• Exercise prompt: From the data below, repeat exactly the lines from the line with "of the grey" to the line with "the white sofa", both included.

• Stored data entries:
|---|

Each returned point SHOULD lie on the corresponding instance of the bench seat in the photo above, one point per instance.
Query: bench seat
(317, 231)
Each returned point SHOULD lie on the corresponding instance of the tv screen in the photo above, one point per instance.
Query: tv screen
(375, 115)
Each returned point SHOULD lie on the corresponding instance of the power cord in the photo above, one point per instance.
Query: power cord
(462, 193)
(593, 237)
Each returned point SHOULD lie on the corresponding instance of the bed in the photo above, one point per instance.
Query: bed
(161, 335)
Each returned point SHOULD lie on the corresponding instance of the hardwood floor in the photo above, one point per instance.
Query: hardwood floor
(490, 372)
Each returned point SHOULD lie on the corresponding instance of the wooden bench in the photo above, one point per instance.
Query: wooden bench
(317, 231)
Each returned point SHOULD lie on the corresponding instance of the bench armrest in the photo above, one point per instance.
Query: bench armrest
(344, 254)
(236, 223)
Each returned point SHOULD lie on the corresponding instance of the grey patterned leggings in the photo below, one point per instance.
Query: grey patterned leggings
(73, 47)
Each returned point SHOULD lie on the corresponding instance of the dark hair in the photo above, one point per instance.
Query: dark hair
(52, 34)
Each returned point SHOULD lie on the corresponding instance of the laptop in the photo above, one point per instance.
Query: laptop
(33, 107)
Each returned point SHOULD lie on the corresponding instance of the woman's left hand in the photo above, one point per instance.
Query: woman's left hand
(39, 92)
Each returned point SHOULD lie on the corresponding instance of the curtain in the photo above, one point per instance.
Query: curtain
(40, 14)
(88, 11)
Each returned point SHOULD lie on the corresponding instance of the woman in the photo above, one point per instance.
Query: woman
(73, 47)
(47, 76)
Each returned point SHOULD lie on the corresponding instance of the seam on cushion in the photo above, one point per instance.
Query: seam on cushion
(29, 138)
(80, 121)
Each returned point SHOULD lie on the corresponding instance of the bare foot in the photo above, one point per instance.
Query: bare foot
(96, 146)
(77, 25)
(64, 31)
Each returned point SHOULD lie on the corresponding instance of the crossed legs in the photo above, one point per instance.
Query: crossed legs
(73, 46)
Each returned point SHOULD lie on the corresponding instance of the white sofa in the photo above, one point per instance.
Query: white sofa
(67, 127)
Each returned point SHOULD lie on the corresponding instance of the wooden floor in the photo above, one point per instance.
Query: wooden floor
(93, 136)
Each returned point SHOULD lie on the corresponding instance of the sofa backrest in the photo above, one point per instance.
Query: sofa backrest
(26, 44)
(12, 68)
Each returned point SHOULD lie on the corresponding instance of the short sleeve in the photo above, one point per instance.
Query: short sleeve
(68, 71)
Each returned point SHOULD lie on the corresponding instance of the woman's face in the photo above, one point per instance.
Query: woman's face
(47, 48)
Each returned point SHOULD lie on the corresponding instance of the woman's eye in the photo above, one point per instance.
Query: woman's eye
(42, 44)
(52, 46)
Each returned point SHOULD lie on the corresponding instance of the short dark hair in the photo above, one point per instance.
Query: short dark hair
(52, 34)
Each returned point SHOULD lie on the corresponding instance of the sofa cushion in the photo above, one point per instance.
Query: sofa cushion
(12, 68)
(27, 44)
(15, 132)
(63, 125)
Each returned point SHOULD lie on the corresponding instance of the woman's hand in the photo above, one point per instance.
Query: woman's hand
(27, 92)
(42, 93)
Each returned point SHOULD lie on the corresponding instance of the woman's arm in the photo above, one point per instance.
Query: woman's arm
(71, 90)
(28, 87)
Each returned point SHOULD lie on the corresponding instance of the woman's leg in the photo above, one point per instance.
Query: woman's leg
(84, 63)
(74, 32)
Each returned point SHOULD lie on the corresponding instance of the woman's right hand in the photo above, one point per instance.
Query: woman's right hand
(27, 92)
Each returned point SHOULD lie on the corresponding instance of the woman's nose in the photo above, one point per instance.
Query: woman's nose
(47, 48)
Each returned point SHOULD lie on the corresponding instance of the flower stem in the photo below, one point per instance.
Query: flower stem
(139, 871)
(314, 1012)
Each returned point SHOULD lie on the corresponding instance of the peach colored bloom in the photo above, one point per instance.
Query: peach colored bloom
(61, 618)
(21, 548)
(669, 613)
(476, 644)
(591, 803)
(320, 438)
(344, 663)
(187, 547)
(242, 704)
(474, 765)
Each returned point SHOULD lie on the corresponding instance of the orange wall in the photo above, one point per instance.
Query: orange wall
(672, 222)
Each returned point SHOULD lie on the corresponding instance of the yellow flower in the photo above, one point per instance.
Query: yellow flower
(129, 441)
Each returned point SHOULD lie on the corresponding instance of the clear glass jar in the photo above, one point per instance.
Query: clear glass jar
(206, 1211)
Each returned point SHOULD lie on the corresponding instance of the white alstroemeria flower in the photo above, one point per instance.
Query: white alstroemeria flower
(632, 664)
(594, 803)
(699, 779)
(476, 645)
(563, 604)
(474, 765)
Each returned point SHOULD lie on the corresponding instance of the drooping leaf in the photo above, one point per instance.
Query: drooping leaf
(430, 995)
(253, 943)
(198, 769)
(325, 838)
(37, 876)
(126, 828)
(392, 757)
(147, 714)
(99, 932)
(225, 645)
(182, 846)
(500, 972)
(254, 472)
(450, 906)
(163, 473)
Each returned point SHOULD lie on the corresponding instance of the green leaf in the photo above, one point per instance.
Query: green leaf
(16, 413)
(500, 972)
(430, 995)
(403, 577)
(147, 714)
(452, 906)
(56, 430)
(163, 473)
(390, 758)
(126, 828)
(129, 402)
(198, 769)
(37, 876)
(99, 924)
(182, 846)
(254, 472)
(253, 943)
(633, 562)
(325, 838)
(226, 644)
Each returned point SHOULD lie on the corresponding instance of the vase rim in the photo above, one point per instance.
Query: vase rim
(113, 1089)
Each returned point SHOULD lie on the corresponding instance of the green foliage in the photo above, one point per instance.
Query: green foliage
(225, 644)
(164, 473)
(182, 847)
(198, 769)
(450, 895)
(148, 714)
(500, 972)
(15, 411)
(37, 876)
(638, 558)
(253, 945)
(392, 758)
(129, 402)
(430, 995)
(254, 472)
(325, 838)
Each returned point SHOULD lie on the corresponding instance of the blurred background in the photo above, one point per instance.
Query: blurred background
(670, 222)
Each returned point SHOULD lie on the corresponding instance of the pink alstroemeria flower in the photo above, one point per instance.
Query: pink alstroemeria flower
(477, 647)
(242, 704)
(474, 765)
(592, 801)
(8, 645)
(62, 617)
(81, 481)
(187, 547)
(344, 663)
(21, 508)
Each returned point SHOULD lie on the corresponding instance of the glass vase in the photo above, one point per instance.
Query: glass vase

|---|

• Solution to this task:
Each returned point SHOULD lie on the corresponding instance of the grey patterned leggings in the photo below, one point per instance.
Query: grey patterned leggings
(73, 47)
Each returned point SHOULD lie on the corresponding instance of the dark hair in the photo above, one point per instance.
Query: dark hair
(52, 34)
Each returned point SHOULD lie on the corresponding instance of the laptop in the photo above, one point per instance.
Query: laptop
(33, 107)
Each returned point SHOULD lie on the corresponding instance of the woman's left hand in the photo above, one point per instance.
Query: woman's left hand
(39, 92)
Each returned point SHOULD lie on the corresponding instance of the curtain in the photo above, one point per instance.
Query: curtain
(40, 14)
(88, 11)
Each returned point SHOULD lie on the corresponding instance of the woman in the photo above, one point per instance.
Query: woman
(73, 47)
(47, 76)
Each returned point SHOULD lie on the corresponding instance of the seam on cushion in the photo above, one point per instance.
Query: seam on cushion
(29, 138)
(80, 121)
Each returned point SHOULD lie on the corresponding instance of the bare foot in the photo above, one point per instance.
Query: bare foot
(96, 146)
(77, 25)
(64, 31)
Each returned point SHOULD lie on the corresponding instance of the crossed legs in the photo above, one point per instance.
Query: crossed legs
(73, 46)
Each returned point SHOULD lie on the corresponding instance of the white sofa in the photo above, one point per instance.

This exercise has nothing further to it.